Write out the whole listing again, exactly as given.

[Saved data entries]
- - -
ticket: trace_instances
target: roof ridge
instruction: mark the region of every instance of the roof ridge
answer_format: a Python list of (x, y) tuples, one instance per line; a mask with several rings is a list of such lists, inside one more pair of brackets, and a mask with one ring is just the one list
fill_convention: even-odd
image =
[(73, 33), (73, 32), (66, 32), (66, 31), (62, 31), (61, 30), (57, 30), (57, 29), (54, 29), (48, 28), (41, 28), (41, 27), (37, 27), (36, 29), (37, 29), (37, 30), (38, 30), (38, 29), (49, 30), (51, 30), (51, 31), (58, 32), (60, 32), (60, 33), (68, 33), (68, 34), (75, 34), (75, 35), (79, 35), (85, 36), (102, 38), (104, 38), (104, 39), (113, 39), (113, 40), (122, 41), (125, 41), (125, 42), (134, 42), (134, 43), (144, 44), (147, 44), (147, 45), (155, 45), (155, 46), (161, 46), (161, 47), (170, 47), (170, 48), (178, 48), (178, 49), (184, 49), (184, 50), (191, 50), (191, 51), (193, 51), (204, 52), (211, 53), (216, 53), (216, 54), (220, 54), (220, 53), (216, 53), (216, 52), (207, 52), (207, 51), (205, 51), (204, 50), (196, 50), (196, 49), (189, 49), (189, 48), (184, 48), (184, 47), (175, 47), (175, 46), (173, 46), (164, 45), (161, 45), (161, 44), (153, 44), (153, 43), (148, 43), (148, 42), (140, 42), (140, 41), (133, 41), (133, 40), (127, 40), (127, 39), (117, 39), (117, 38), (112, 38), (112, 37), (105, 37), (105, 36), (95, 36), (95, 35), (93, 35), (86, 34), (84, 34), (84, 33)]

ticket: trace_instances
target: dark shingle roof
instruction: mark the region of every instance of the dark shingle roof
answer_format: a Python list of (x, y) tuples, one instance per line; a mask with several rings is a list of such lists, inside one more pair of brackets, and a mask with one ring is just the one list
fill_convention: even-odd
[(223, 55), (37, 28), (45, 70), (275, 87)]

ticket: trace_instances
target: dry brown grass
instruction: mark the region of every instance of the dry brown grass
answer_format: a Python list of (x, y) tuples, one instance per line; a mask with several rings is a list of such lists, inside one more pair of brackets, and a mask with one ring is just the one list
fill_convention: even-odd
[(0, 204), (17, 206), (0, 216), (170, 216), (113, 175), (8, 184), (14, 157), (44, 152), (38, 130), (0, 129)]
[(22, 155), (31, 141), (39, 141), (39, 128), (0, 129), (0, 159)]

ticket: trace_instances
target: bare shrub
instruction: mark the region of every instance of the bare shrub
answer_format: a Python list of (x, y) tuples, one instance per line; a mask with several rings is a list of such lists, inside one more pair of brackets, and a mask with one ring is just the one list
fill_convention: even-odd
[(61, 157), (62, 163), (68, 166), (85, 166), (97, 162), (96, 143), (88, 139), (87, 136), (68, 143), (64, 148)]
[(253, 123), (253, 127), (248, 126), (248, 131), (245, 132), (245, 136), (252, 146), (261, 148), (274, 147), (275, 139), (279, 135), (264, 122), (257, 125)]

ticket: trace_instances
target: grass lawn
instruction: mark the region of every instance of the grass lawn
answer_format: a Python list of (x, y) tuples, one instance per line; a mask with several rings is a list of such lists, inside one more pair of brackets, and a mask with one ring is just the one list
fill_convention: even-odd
- - -
*Completed task*:
ticket: trace_instances
target: roof ridge
instruction: mark the region of every instance of the roof ridge
answer_format: a Python list of (x, y) tuples, one instance per line; a mask with several rings is a list of such lists, inside one more pair of brackets, and a mask with one ring is just the one list
fill_convention: even-odd
image =
[(73, 33), (73, 32), (66, 32), (66, 31), (62, 31), (61, 30), (57, 30), (57, 29), (54, 29), (48, 28), (41, 28), (41, 27), (37, 27), (36, 29), (37, 29), (37, 30), (38, 30), (38, 29), (49, 30), (51, 30), (51, 31), (58, 32), (60, 32), (60, 33), (68, 33), (68, 34), (75, 34), (75, 35), (79, 35), (85, 36), (102, 38), (104, 38), (104, 39), (113, 39), (113, 40), (122, 41), (125, 41), (125, 42), (134, 42), (134, 43), (144, 44), (147, 44), (147, 45), (155, 45), (155, 46), (161, 46), (161, 47), (170, 47), (170, 48), (178, 48), (178, 49), (184, 49), (184, 50), (191, 50), (191, 51), (193, 51), (204, 52), (211, 53), (216, 53), (216, 54), (220, 54), (220, 53), (216, 53), (216, 52), (207, 52), (207, 51), (205, 51), (204, 50), (196, 50), (196, 49), (189, 49), (189, 48), (184, 48), (184, 47), (175, 47), (175, 46), (173, 46), (164, 45), (161, 45), (161, 44), (153, 44), (153, 43), (148, 43), (148, 42), (140, 42), (140, 41), (133, 41), (133, 40), (127, 40), (127, 39), (117, 39), (117, 38), (112, 38), (112, 37), (105, 37), (105, 36), (95, 36), (95, 35), (93, 35), (86, 34), (84, 34), (84, 33)]

ticket: trace_instances
target: dark shingle roof
instruction: mark the region of every instance of the dark shingle roof
answer_format: a Python list of (x, y) tuples, one instance per line; a mask with several rings is a list of such lists, inside one more pair of brackets, and a mask with one ring is just the one list
fill_convention: even-odd
[(223, 55), (37, 28), (45, 70), (275, 87)]

ticket: trace_instances
target: dry brown grass
instruction: mark the region of every instance of the dry brown grass
answer_format: a Python list of (x, y) tuples, one instance per line; a mask with several rings is a list of such lists, inside one more pair of brackets, and a mask with one ring is just the one list
fill_convention: even-odd
[(0, 204), (17, 206), (0, 216), (170, 216), (113, 175), (8, 184), (14, 157), (44, 152), (38, 130), (0, 129)]
[(22, 155), (31, 141), (39, 141), (39, 128), (0, 129), (0, 159)]

ticket: trace_instances
target: bare shrub
instruction: mark the region of every instance of the bare shrub
answer_format: a Python list of (x, y) tuples, one instance per line; a mask with several rings is a list of such lists, inside one more pair of brackets, and a mask with one ring is just the one list
fill_convention: even-odd
[(61, 157), (62, 163), (68, 166), (85, 166), (97, 162), (96, 143), (88, 139), (87, 136), (68, 143), (64, 148)]
[(253, 123), (253, 127), (248, 126), (248, 131), (245, 132), (245, 136), (252, 146), (261, 148), (274, 147), (275, 139), (279, 135), (264, 122), (257, 125)]

ticket: trace_instances
target: grass lawn
instruction: mark the region of every instance of the grass lawn
answer_format: a Python list of (x, y) tuples, one instance per line; a mask with several rings is a list of such lists, inside one more pair of brackets, and a mask with one ring is just the one list
fill_convention: even-odd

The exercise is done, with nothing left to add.